# Conductor with a great left hand technique



## daspianist (May 13, 2011)

Could someone here kindly recommend a conductor (preferably with ample video footage available on Youtube or elsewhere) that has a great left hand (or, non-baton hand) technique for phrasing, cue, and etc? I have seen videos of some trainee and student conductors, and I always find their left hand to be somewhat artificial and forced when it comes to indicating phrase, and would like to see how the masters do it.. thanks!!


----------



## Stasou (Apr 23, 2011)

I would say that probably the baton-less conductors, in general, are best at communicating phrasing with their hands. Try watching Yuri Temirkanov, Pierre Boulez, etc.


----------



## Olias (Nov 18, 2010)

Check out some early Bernstein footage like the Young People's Concerts with the NY Phil. Its marvelous energetic technique without the flamboyancy of his later years (which I also enjoy but most likely not what you are looking for).


----------



## emiellucifuge (May 26, 2009)




----------



## Delicious Manager (Jul 16, 2008)

There are a number of left-handed conductors, although precious few examples on YouTube. Here re a couple of clips of Donald Runnicles:











Another famous left-handed conductor is Paavo Berglund:











I have it on good authority from orchestral musicians that, after a few minutes, they soon become accustomed to the leftie approach and it causes no problems.


----------



## hemidemisemiquaver (Apr 22, 2011)

Stasou said:


> I would say that probably the baton-less conductors, in general, are best at communicating phrasing with their hands. Try watching Yuri Temirkanov, Pierre Boulez, etc.


I second that. By the way, how do conductors behave if a piece is polyrhythmic and they have to denote separate tempos at the same time? Do they give commands to different musicians with different hands at the time - for the ultimate perfection, you know?


----------



## Delicious Manager (Jul 16, 2008)

Stasou said:


> I would say that probably the baton-less conductors, in general, are best at communicating phrasing with their hands. Try watching Yuri Temirkanov, Pierre Boulez, etc.


Don't forget Gergiev!


----------



## Delicious Manager (Jul 16, 2008)

hemidemisemiquaver said:


> I second that. By the way, how do conductors behave if a piece is polyrhythmic and they have to denote separate tempos at the same time? Do they give commands to different musicians with different hands at the time - for the ultimate perfection, you know?


Yes, conductors have to conduct the different tempi or metres with their left and right hands. I know of one instance with a conductor indicated a THIRD tempo by the judicious nodding of his head. Remarkable multitasking!


----------



## hemidemisemiquaver (Apr 22, 2011)

This is awesome. Have you got any three tempo-conducting videos?

## Record extracts
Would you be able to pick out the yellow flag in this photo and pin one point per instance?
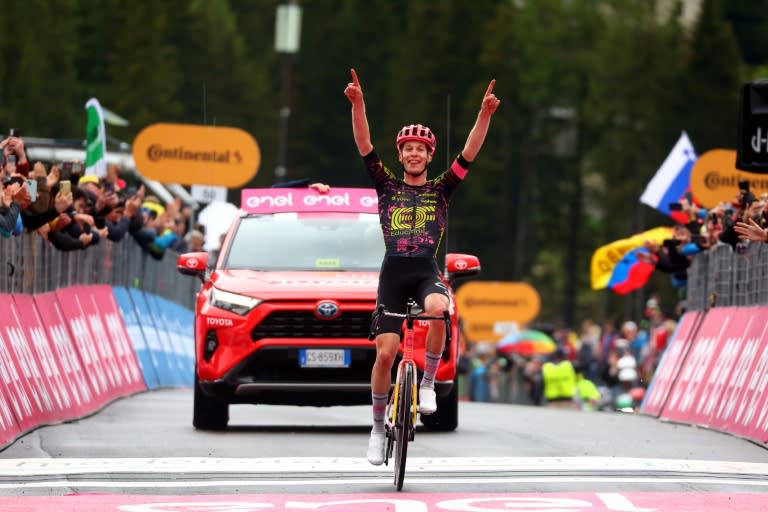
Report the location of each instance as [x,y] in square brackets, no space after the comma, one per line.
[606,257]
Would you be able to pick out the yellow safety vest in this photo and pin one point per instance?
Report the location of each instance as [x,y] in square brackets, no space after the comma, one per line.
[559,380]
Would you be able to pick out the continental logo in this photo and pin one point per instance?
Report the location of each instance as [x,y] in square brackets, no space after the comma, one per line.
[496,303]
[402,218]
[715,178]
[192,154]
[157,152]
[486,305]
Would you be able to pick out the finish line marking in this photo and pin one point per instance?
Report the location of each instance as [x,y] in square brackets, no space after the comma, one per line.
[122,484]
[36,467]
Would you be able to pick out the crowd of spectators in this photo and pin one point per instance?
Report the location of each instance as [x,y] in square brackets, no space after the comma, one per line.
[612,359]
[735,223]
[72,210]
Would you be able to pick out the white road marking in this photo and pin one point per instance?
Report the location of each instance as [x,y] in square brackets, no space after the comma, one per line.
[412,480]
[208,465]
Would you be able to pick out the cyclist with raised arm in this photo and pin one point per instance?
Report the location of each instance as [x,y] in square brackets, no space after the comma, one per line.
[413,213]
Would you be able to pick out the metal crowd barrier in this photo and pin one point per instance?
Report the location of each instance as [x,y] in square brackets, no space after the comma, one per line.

## Short problem
Translate this sentence from the forum thread on conductors' left-hand technique into Spanish: "Yes, conductors have to conduct the different tempi or metres with their left and right hands."

## Worked answer
Sí, los directores de orquesta tienen que dirigir los distintos tempi o métricas con la mano izquierda y con la derecha.